Records excerpted from a collection:

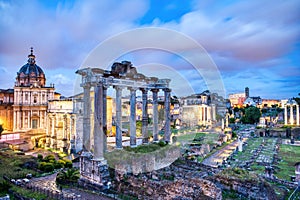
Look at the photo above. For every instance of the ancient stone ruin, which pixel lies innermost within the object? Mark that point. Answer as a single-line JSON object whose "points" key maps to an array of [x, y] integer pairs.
{"points": [[93, 166]]}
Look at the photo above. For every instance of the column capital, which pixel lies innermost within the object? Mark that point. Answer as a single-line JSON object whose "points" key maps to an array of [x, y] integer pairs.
{"points": [[118, 87], [86, 85], [144, 90], [155, 90], [132, 89], [167, 90]]}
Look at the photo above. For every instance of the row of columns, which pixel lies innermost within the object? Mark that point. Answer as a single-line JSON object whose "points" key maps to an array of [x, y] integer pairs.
{"points": [[291, 121], [132, 118], [100, 117], [20, 116]]}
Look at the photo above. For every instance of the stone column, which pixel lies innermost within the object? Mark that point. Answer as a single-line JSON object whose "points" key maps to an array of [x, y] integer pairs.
{"points": [[213, 111], [227, 120], [23, 119], [297, 115], [167, 134], [222, 124], [155, 114], [86, 117], [145, 115], [201, 114], [64, 126], [118, 117], [104, 117], [291, 115], [28, 119], [285, 114], [98, 123], [132, 119]]}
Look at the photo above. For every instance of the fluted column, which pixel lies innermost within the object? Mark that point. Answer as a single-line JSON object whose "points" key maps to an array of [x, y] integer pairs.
{"points": [[201, 114], [86, 117], [104, 117], [145, 115], [227, 120], [28, 119], [167, 134], [132, 119], [285, 114], [155, 114], [291, 115], [98, 124], [222, 124], [118, 117], [297, 115]]}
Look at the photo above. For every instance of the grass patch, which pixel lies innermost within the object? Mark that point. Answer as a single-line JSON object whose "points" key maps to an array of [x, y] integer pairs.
{"points": [[28, 193], [146, 148], [238, 173], [258, 169]]}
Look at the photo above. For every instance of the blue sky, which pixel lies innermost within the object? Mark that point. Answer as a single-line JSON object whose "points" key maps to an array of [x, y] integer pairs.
{"points": [[253, 43]]}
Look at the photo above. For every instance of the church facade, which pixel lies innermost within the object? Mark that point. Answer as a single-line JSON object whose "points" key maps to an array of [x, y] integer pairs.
{"points": [[31, 96]]}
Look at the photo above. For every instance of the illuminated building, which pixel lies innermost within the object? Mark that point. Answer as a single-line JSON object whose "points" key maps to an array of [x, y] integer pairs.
{"points": [[6, 109], [31, 96]]}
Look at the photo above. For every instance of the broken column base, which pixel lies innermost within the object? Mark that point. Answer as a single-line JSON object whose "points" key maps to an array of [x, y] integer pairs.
{"points": [[94, 174]]}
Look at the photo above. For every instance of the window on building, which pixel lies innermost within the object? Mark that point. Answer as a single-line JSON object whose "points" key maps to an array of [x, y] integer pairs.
{"points": [[34, 123]]}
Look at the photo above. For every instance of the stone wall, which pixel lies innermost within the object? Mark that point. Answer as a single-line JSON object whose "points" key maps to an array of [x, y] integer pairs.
{"points": [[127, 162], [279, 132], [178, 189], [93, 171], [259, 189]]}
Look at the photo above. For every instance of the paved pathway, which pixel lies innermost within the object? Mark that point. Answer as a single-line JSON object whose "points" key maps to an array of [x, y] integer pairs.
{"points": [[48, 184]]}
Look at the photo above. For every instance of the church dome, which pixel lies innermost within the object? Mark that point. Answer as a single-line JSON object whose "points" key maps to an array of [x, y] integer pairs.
{"points": [[30, 74]]}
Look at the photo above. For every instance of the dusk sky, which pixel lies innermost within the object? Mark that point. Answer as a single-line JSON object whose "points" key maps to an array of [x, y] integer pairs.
{"points": [[253, 43]]}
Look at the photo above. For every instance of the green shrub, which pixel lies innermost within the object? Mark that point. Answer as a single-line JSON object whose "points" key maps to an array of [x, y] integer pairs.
{"points": [[41, 165], [40, 157], [46, 167], [161, 143], [68, 163], [59, 164], [49, 157], [49, 167]]}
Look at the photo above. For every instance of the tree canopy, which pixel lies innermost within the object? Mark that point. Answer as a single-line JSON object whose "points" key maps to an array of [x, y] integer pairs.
{"points": [[252, 115]]}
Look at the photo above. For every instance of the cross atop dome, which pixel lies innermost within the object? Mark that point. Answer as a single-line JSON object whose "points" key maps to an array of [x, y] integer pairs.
{"points": [[31, 57]]}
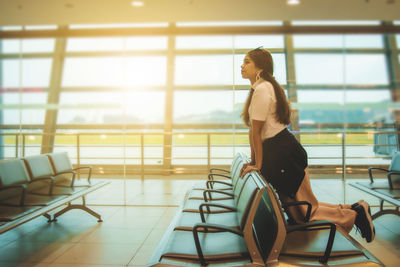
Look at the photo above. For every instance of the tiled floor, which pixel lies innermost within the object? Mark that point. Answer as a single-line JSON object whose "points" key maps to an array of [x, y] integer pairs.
{"points": [[129, 234]]}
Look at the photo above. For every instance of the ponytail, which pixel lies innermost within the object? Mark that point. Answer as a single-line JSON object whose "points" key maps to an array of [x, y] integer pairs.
{"points": [[263, 60]]}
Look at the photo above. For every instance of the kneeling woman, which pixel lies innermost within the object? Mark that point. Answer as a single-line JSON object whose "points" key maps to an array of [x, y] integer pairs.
{"points": [[280, 157]]}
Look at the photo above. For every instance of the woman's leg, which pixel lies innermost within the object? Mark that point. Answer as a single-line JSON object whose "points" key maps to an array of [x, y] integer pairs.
{"points": [[338, 214]]}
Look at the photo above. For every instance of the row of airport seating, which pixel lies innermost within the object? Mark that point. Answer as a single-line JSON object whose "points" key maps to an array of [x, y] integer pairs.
{"points": [[35, 186], [234, 221], [386, 190]]}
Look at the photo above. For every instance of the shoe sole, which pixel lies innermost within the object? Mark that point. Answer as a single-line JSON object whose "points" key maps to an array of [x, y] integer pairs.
{"points": [[367, 213]]}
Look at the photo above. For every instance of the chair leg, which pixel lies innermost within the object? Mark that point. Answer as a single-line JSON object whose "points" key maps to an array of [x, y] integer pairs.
{"points": [[382, 211], [81, 207], [48, 216]]}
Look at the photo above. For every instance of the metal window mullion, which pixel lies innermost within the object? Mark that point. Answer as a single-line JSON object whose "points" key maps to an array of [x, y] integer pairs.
{"points": [[169, 98], [291, 80], [49, 127], [393, 65]]}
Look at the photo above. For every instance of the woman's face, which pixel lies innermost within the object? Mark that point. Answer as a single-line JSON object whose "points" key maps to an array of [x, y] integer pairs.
{"points": [[249, 69]]}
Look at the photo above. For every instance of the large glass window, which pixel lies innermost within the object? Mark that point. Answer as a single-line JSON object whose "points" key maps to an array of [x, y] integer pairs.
{"points": [[127, 111], [341, 69]]}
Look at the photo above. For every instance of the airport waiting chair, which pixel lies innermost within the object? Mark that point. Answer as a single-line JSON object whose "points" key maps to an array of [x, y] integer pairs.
{"points": [[257, 242], [39, 167], [17, 197], [387, 190], [65, 173]]}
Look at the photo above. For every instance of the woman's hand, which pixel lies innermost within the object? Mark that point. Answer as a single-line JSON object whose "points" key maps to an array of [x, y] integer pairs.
{"points": [[243, 168], [249, 168]]}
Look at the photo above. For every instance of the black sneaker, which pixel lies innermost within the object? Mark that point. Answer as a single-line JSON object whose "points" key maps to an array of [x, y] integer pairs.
{"points": [[364, 221]]}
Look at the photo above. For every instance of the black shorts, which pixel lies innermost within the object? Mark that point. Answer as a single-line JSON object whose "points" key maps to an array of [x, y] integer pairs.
{"points": [[284, 161]]}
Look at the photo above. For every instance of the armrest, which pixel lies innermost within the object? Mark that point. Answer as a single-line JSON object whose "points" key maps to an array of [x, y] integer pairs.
{"points": [[219, 169], [73, 176], [374, 168], [300, 203], [21, 186], [211, 176], [215, 191], [332, 232], [208, 205], [39, 179], [86, 167], [211, 182], [207, 226], [389, 175]]}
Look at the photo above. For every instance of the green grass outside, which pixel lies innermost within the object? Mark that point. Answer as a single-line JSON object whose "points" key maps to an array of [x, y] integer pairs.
{"points": [[188, 139]]}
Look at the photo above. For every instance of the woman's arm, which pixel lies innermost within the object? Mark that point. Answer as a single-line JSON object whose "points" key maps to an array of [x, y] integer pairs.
{"points": [[253, 157], [256, 144]]}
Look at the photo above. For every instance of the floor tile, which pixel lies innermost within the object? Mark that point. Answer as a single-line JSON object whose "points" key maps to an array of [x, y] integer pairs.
{"points": [[116, 254]]}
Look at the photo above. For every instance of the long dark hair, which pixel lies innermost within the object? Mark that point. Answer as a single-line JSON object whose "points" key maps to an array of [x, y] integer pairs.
{"points": [[263, 60]]}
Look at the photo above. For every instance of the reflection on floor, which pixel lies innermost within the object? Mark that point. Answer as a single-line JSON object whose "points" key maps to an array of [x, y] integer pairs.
{"points": [[129, 234]]}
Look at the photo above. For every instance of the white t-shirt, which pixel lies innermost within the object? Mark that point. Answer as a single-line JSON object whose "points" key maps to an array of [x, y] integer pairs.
{"points": [[262, 108]]}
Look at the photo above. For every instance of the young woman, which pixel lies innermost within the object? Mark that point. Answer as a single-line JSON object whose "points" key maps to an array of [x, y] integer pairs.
{"points": [[280, 157]]}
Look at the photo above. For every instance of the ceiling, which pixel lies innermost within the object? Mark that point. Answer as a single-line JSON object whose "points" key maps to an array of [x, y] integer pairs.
{"points": [[63, 12]]}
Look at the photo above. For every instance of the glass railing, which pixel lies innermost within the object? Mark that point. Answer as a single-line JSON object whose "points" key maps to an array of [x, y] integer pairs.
{"points": [[337, 154]]}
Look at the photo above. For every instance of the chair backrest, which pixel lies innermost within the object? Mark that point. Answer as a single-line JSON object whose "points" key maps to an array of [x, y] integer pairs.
{"points": [[395, 164], [60, 162], [266, 234], [39, 166], [13, 172]]}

→ **Stated problem**
The lines to reproduce run from the one that contains "Look at the photo above. For every instance of the long" through the last line above; copy them exactly.

→ **Exercise result**
Look at the photo above. For every instance of the long dark hair, which pixel lies innermost within the object? Mark that point. Answer as a single-line JSON object whose "points" key maps to an array of [x, y] integer pairs.
{"points": [[263, 60]]}
Look at the photo above. For every instance of the reflection on floor, which pixel lies innermost within the object? Mark that point. Answer as a single-line JSON object whose "points" key maps to an array of [x, y] integer pairs.
{"points": [[129, 234]]}
Look at the photo above. For every instance of the white t-shirt, which pixel lies innermost within the object? Mark that point. Answer as a single-line JSON object whose "points" key maps to an array of [x, y] integer pairs.
{"points": [[262, 108]]}
Look at the photo above. For every instance of the young woman, which pixel lies innermost within the object? Mark that point. Answer as a single-line JSON object whose "points" key maps to an array of [x, y] integer pairs.
{"points": [[280, 157]]}
Look at the photo above. For every instance of the ceiling, which pixel lies innermost within the object? Mark that point. Answer as a single-line JSON object whose "points" key maps to an array of [x, y] integer pairs.
{"points": [[63, 12]]}
Look at the photo above. For every instance of the glass railing, which pixel lies innermost within the object? Mark that point. Answer as a single-line JSON object whose "points" key maps to an array of [x, y] integer pairs.
{"points": [[337, 154]]}
Look at the photo above. For every instance of the chair backrest, which pixel lies innermost within the object? Mark that point. Answer as a single-line JSON object whose "points" key maps to an array of [x, y] integer pairs.
{"points": [[395, 164], [60, 162], [266, 234], [39, 166], [13, 172]]}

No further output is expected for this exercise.